■ Short task:
Copy nothing but the text: reproduce each line of the listing exactly and leave the pictures out.

───── The data

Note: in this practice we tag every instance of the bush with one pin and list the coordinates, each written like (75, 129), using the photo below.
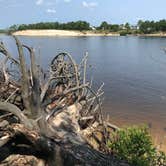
(135, 145)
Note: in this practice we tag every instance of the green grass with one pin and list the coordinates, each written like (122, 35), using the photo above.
(134, 144)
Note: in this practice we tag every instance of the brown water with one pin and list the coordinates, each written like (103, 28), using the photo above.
(132, 68)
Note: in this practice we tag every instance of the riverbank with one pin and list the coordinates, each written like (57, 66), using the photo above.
(78, 33)
(61, 33)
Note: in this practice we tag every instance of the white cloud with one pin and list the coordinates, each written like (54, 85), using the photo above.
(51, 11)
(67, 1)
(90, 5)
(39, 2)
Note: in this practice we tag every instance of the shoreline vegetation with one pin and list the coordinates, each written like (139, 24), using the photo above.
(52, 32)
(72, 33)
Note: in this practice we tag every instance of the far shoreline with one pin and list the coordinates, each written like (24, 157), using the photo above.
(71, 33)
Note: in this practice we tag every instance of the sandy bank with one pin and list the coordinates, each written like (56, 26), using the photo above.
(60, 33)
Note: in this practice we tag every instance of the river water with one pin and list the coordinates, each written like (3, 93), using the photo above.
(132, 68)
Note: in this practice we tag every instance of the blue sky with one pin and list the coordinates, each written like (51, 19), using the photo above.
(93, 11)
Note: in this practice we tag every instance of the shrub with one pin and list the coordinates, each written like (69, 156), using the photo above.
(134, 144)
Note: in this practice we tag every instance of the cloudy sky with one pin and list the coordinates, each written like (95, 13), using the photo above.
(93, 11)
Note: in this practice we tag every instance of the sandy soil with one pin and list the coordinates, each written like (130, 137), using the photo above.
(59, 33)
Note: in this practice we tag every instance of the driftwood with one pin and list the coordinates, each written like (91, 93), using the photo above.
(46, 117)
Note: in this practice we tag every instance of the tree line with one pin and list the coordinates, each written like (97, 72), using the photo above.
(141, 27)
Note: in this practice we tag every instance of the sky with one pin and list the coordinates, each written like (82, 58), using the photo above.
(93, 11)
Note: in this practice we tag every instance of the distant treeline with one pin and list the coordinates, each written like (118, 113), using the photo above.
(78, 25)
(152, 26)
(141, 27)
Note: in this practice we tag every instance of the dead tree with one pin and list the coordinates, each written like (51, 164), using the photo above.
(45, 117)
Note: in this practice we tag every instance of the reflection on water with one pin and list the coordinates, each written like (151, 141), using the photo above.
(132, 68)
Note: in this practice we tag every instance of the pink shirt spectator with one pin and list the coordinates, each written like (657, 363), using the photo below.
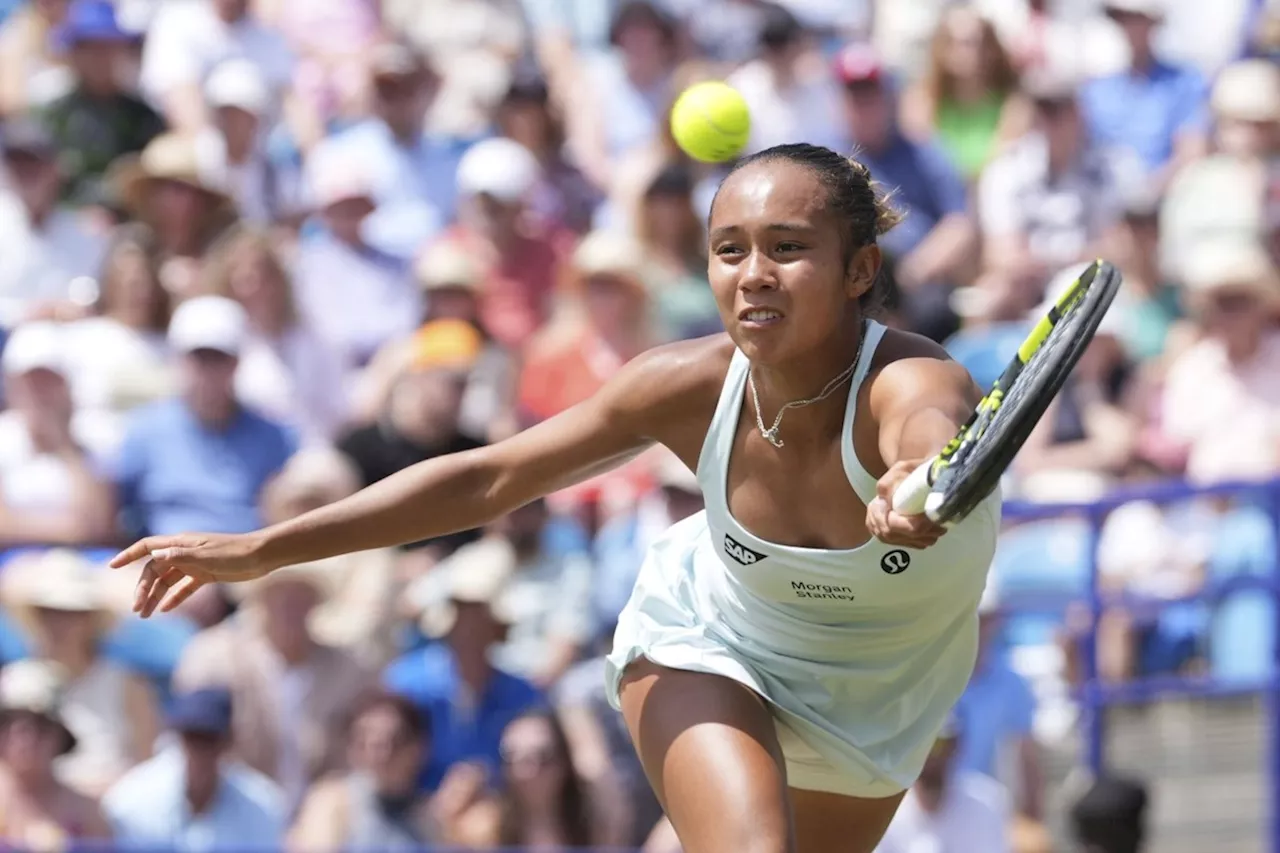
(1228, 415)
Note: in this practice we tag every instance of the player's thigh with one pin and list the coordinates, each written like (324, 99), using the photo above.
(835, 824)
(709, 749)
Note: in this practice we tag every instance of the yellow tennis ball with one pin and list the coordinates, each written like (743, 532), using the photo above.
(711, 122)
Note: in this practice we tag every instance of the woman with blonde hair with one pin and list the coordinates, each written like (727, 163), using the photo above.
(286, 372)
(968, 96)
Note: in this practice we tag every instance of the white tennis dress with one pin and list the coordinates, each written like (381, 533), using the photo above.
(860, 653)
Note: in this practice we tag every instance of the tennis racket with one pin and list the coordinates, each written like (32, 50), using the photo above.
(969, 468)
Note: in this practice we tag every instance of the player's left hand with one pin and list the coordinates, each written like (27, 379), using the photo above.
(894, 528)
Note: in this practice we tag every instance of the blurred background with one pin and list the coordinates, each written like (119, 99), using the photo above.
(257, 254)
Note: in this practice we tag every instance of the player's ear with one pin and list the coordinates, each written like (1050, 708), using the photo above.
(862, 270)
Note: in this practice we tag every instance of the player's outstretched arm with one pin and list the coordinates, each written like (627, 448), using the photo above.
(435, 497)
(919, 402)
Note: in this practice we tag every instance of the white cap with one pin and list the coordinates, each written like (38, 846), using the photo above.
(209, 323)
(33, 346)
(337, 174)
(1249, 91)
(238, 83)
(501, 168)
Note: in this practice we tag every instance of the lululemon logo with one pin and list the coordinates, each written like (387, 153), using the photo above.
(741, 552)
(895, 562)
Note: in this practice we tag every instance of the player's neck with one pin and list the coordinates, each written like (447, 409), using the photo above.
(805, 378)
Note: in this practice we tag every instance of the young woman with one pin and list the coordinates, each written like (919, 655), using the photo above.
(787, 655)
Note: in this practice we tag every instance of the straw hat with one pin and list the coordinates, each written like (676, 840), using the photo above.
(1248, 91)
(59, 579)
(479, 574)
(448, 264)
(169, 156)
(36, 687)
(1217, 264)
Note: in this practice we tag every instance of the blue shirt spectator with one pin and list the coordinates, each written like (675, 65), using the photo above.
(186, 798)
(462, 728)
(199, 461)
(1148, 112)
(1143, 112)
(415, 185)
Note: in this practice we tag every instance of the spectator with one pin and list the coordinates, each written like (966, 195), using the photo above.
(240, 104)
(187, 40)
(40, 811)
(200, 461)
(1087, 437)
(376, 806)
(997, 711)
(333, 42)
(789, 89)
(549, 588)
(59, 600)
(1221, 397)
(673, 245)
(44, 247)
(1047, 203)
(950, 810)
(191, 797)
(563, 195)
(420, 419)
(1111, 816)
(97, 121)
(451, 281)
(544, 804)
(355, 296)
(31, 68)
(415, 179)
(177, 188)
(630, 85)
(286, 372)
(520, 256)
(453, 682)
(118, 357)
(291, 693)
(1151, 113)
(936, 240)
(604, 325)
(357, 617)
(968, 96)
(51, 491)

──────────

■ Task result:
Note: in this practice we tag every instance of the bush with one pin and list the coordinates, each written like (75, 129), using the photo below.
(135, 145)
Note: in this practice we tag every instance of the green grass with one pin and list the coordinates, each written like (122, 35), using the photo above.
(134, 144)
Note: in this practice we tag every instance of the brown water with one pin and list the coordinates, each written like (103, 28), using the photo above.
(132, 68)
Note: in this practice we tag every instance of the riverbank with one pin and list the coordinates, each written like (57, 66), using the photo above.
(78, 33)
(61, 33)
Note: in this practice we tag every instance of the white cloud with one pin and list the coordinates, each written like (54, 85), using the photo above.
(51, 11)
(67, 1)
(90, 5)
(39, 2)
Note: in this practice we tag every instance of the shoreline vegetation with one pin and list the coordinates, each written like (139, 24), using the photo above.
(52, 32)
(72, 33)
Note: in this practice we tag every instance of the far shoreline with one pin and list the coordinates, each written like (24, 157), using the photo above.
(71, 33)
Note: in this practice we tag every instance of the sandy bank with one pin and list the coordinates, each written like (56, 26), using the photo above.
(60, 33)
Note: in this practice we tag every instance of the river water with one pin and list the coordinates, each written like (3, 93), using the photo above.
(132, 68)
Note: in this practice we tag every instance of the blue sky with one pin and list the coordinates, each written like (51, 19), using the photo above.
(93, 11)
Note: in this practice we tag every instance of the shrub with one pin and list the coordinates, each written like (69, 156), using the photo above.
(134, 144)
Note: in this practice we tag every instance of the cloudy sky with one pin and list the coordinates, each written like (95, 13), using the photo above.
(93, 11)
Note: in this practice we tag every instance of the sandy soil with one pin and list the coordinates, each written like (130, 137), using the photo above.
(59, 33)
Note: in this practice we tag every instance of the driftwood with one pin and list the coordinates, each written like (91, 93), using the photo above.
(46, 117)
Note: in this practice we tag every instance of the tree line with one pin and list the coordinates, each written like (97, 72), using the photo above.
(141, 27)
Note: in this practice we tag every instance of the sky with one pin and list the coordinates, each written like (82, 58), using the photo above.
(93, 11)
Note: in this practice we tag every instance of the distant treeline with one pin and list the coordinates, each written like (118, 113), using the photo above.
(78, 25)
(152, 26)
(141, 27)
Note: in this practice we tag every instance of the dead tree with one pin and list the coordinates, each written like (51, 164), using the photo above.
(45, 117)
Note: in this practice we tag every instance of the reflection on water with one pin and list the coordinates, each written like (151, 141), using the photo above.
(132, 68)
Note: in this practice we tag every instance of the pink shirt spectator with one pin and list the coordinates, each written like (657, 363), using the photo below.
(1228, 415)
Note: in this practice we tag every instance of the player's thigh with one pin and list the coordinates, each written like (324, 99), using the photo above.
(835, 824)
(709, 749)
Note: in this practice we tag every instance of the yellow tennis ball with one pin and list the coordinates, each written like (743, 532), using the photo above.
(711, 122)
Note: in this practice we tag every instance of the woman with blonde hair with one pin and list the coordinates, each written like (727, 163), using the photo above.
(286, 372)
(968, 96)
Note: in this practice we tag every instance of the white tennis dress with one pin and list the coordinates, each written like (381, 533), using the photo above.
(860, 653)
Note: in this practice we tag every instance of the tennis racket with one pin and list the coordinates, each written like (32, 50), using the photo above.
(969, 468)
Note: in this practice we tag every instance of the player's left hand with one pin and list the coordinates, each written like (27, 379), using the photo above.
(894, 528)
Note: in this practice we tag every instance of the blurred background with one pin and list the coordinates, each written like (119, 99), using the photo above.
(257, 254)
Note: in this practice we tag every instance of the player's ear with one pin and list the coordinates, each written like (1050, 708), using the photo above.
(862, 270)
Note: in this practice we tag every instance of the player's outstretched arm with one pin and list the coordinates, each written like (627, 448), using the photo above.
(435, 497)
(919, 402)
Note: in this practice we tag every instance of the white cap with one pin and list the coordinates, each written like (38, 846), using the photo above.
(209, 323)
(33, 346)
(337, 174)
(1249, 91)
(238, 83)
(501, 168)
Note: in this practice we tag every instance of the lululemon logo with one pin and list the coordinates, each written like (387, 153), using the photo above.
(741, 552)
(895, 562)
Note: in this practice we tag every instance of the player's neck with one pin and list the coordinates, each written like (447, 409), using the photo above.
(805, 378)
Note: in this practice we tag every instance of the young woman with one pin and list the coordinates, each written like (919, 655), using the photo above.
(787, 655)
Note: in this practice we tag every instance of the straw hat with one pin and list the coordinates, each written like (676, 840), using the photo above.
(1248, 91)
(59, 579)
(479, 574)
(448, 264)
(169, 156)
(36, 687)
(1217, 264)
Note: in this practice we tag every instance of the blue shirt spectator with one pin and list the coordinates, each written like (675, 65), using the photo above.
(186, 798)
(462, 728)
(199, 461)
(1148, 112)
(1143, 112)
(415, 185)
Note: in this practice we tag every instance of the spectator with one pin and list the coordinates, each written like (966, 195), using the photo above.
(240, 104)
(187, 40)
(40, 811)
(200, 461)
(1087, 437)
(376, 806)
(997, 711)
(333, 42)
(789, 89)
(549, 588)
(59, 600)
(1221, 397)
(673, 245)
(44, 247)
(1047, 203)
(950, 810)
(191, 797)
(563, 195)
(420, 419)
(1111, 816)
(97, 121)
(451, 281)
(544, 804)
(355, 296)
(31, 68)
(415, 179)
(177, 188)
(630, 85)
(286, 372)
(520, 256)
(453, 682)
(118, 357)
(291, 693)
(1151, 113)
(936, 240)
(604, 325)
(357, 617)
(968, 96)
(51, 491)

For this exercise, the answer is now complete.